- STATED EXERCISE
Gather every line in the items below that contains the word "photo", and copy each one out in full.

- TASK INPUT
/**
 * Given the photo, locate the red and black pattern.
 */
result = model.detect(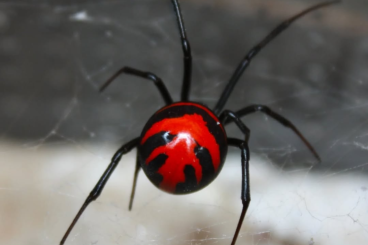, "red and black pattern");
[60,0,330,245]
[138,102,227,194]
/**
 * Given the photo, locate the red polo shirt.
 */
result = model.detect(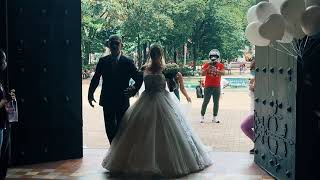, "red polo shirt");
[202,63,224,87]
==
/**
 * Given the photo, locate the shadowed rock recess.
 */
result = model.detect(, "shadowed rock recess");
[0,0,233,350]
==
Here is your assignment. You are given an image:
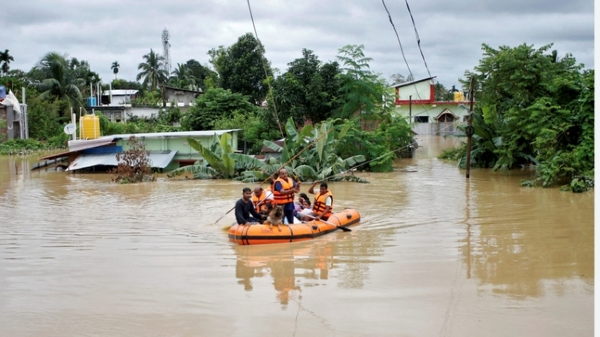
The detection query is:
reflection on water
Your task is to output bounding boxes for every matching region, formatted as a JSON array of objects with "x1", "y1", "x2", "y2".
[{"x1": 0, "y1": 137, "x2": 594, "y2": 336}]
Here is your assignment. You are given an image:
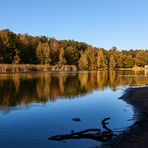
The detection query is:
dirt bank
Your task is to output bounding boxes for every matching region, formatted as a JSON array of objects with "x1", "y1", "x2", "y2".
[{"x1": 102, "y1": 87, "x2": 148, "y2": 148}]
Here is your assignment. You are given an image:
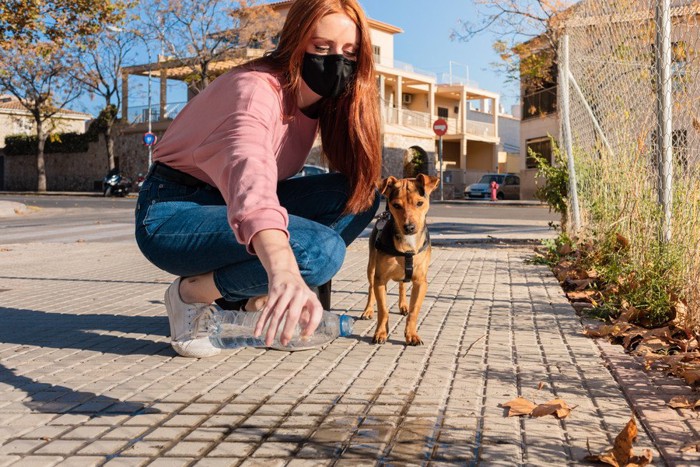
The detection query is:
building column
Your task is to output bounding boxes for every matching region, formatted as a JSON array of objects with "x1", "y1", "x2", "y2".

- WRITTEN REPLY
 * Given the photo, locate the red and black pattern.
 * Given the photo, locate the red polo shirt.
 * Given the photo, locate the shadowed rock recess.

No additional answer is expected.